(Extracted data Opens)

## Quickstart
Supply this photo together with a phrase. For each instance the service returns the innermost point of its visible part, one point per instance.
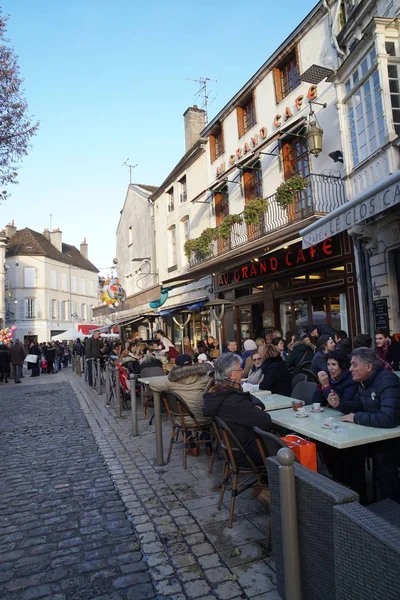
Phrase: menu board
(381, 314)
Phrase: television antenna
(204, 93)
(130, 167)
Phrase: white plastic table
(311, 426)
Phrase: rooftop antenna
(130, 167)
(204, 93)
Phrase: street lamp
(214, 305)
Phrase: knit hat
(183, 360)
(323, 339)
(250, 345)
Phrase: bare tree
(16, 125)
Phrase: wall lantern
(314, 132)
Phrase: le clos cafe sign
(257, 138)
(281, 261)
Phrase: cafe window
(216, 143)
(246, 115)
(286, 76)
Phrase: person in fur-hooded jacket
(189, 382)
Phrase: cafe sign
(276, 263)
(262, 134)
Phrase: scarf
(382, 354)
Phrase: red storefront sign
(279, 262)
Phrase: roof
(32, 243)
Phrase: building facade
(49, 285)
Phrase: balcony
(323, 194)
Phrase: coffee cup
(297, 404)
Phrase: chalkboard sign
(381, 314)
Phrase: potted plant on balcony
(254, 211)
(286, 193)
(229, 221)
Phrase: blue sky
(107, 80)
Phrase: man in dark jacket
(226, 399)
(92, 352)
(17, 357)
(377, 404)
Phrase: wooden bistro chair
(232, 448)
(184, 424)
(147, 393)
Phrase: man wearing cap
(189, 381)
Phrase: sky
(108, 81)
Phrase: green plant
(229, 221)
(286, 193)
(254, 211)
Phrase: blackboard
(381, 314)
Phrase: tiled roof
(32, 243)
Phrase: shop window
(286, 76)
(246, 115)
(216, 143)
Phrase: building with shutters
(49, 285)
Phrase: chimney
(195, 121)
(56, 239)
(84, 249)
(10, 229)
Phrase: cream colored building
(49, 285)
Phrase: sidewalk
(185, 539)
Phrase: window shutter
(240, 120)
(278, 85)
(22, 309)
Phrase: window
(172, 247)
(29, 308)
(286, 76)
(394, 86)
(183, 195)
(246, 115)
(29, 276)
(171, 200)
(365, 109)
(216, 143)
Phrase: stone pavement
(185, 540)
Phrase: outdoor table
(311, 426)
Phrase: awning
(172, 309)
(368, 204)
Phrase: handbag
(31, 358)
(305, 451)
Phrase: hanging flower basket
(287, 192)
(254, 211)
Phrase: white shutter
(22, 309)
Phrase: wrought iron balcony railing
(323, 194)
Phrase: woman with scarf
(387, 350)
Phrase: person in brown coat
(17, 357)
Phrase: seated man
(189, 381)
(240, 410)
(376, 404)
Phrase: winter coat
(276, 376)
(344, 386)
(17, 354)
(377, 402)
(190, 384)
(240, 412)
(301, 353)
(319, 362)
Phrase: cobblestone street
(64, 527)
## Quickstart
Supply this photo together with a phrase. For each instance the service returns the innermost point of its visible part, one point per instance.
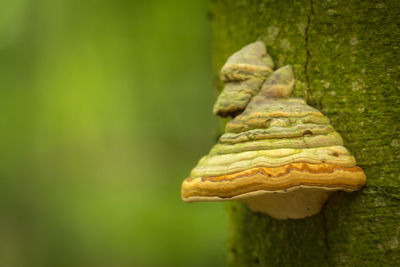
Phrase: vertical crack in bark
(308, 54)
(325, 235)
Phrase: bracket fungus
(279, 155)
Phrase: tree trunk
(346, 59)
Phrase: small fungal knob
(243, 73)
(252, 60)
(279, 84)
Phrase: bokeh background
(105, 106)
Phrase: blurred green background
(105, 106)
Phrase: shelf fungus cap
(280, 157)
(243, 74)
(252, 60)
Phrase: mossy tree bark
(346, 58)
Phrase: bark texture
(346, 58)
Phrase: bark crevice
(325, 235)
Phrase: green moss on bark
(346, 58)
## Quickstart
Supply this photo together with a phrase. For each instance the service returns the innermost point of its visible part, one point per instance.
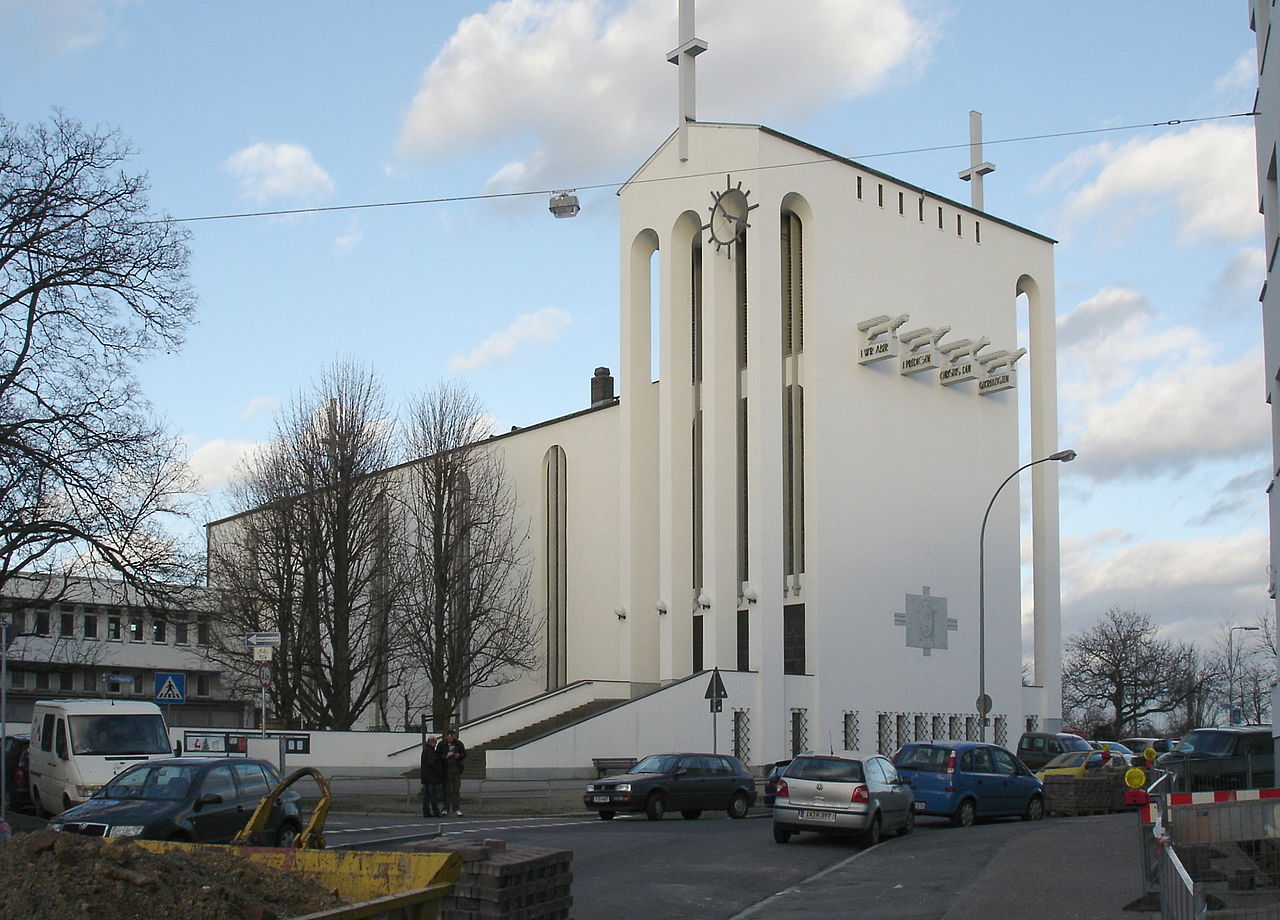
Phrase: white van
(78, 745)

(Extracted data Closes)

» Exercise goal: Output nothing but the entries above, exactly, once the pictures are removed.

» Response to this exercise:
## Quickstart
Supply this photo together with a phrase. For each instance the service returns the innermost point of its visible part, one point per instance.
Phrase: menu board
(381, 314)
Phrase: television antenna
(204, 93)
(130, 167)
Phrase: white plastic table
(311, 426)
Phrase: rooftop antenna
(130, 167)
(204, 93)
Phrase: street lamp
(214, 305)
Phrase: knit hat
(183, 360)
(323, 339)
(250, 345)
Phrase: bare tree
(16, 125)
Phrase: wall lantern
(314, 132)
Phrase: le clos cafe sign
(257, 138)
(281, 261)
Phrase: cafe window
(216, 143)
(246, 115)
(286, 76)
Phrase: person in fur-hooded jacket
(189, 382)
Phrase: cafe sign
(276, 263)
(262, 134)
Phrase: scarf
(382, 354)
Phrase: red storefront sign
(279, 262)
Phrase: roof
(32, 243)
Phrase: building facade
(49, 285)
Phrase: balcony
(323, 194)
Phrase: coffee cup
(297, 404)
Phrase: chalkboard sign
(381, 314)
Phrase: potted plant on balcony
(254, 211)
(286, 193)
(229, 221)
Phrase: blue sky
(107, 80)
Phrase: man in dark jacket
(226, 399)
(92, 352)
(17, 357)
(377, 404)
Phrase: wooden bistro chair
(232, 448)
(184, 424)
(147, 393)
Phrase: man wearing cap
(189, 381)
Phrase: sky
(108, 81)
Phrase: green plant
(229, 221)
(286, 193)
(254, 211)
Phrase: blackboard
(381, 314)
Phrase: tiled roof
(32, 243)
Phrase: shop window
(286, 76)
(246, 115)
(216, 143)
Phrase: building with shutters
(49, 285)
Phrase: chimney
(195, 121)
(56, 239)
(84, 249)
(10, 229)
Phrase: cream colored building
(49, 285)
Phrase: sidewalk
(185, 539)
Phrase: window shutter
(240, 120)
(278, 85)
(22, 309)
Phrase: window
(172, 247)
(29, 308)
(286, 76)
(394, 86)
(183, 195)
(246, 115)
(29, 276)
(171, 200)
(365, 109)
(216, 143)
Phrase: stone pavement
(185, 540)
Phrase: outdoor table
(311, 426)
Phrase: awning
(172, 309)
(368, 204)
Phrase: handbag
(31, 358)
(305, 451)
Phrase: hanging flower basket
(287, 192)
(254, 211)
Phrase: white shutter
(22, 309)
Phrase: wrought iron balcony railing
(323, 194)
Phrase: woman with scarf
(387, 350)
Phrase: person in brown coat
(17, 357)
Phrase: seated man
(189, 381)
(240, 410)
(376, 404)
Phrase: winter coat
(276, 376)
(344, 386)
(17, 354)
(377, 402)
(190, 384)
(240, 412)
(301, 353)
(319, 362)
Phrase: cobblestone street
(64, 527)
## Quickstart
Supply this photo together with a phrase. For each instance the service returns the innermost point of its visible part, one point per instance.
Phrase: vertical crack in bark
(308, 54)
(325, 235)
Phrase: bracket fungus
(279, 155)
Phrase: tree trunk
(346, 59)
Phrase: small fungal knob
(243, 73)
(252, 60)
(279, 84)
Phrase: bokeh background
(105, 106)
Phrase: blurred green background
(105, 106)
Phrase: shelf fungus cap
(280, 157)
(243, 74)
(252, 60)
Phrase: mossy tree bark
(346, 58)
Phrase: bark texture
(346, 58)
Phrase: bark crevice
(325, 235)
Phrase: green moss on bark
(346, 58)
## Quickstart
Supply this photo together with a phrase. For each instance the service returns the innermost point of its visible part, one point per instance.
Phrase: white van
(78, 745)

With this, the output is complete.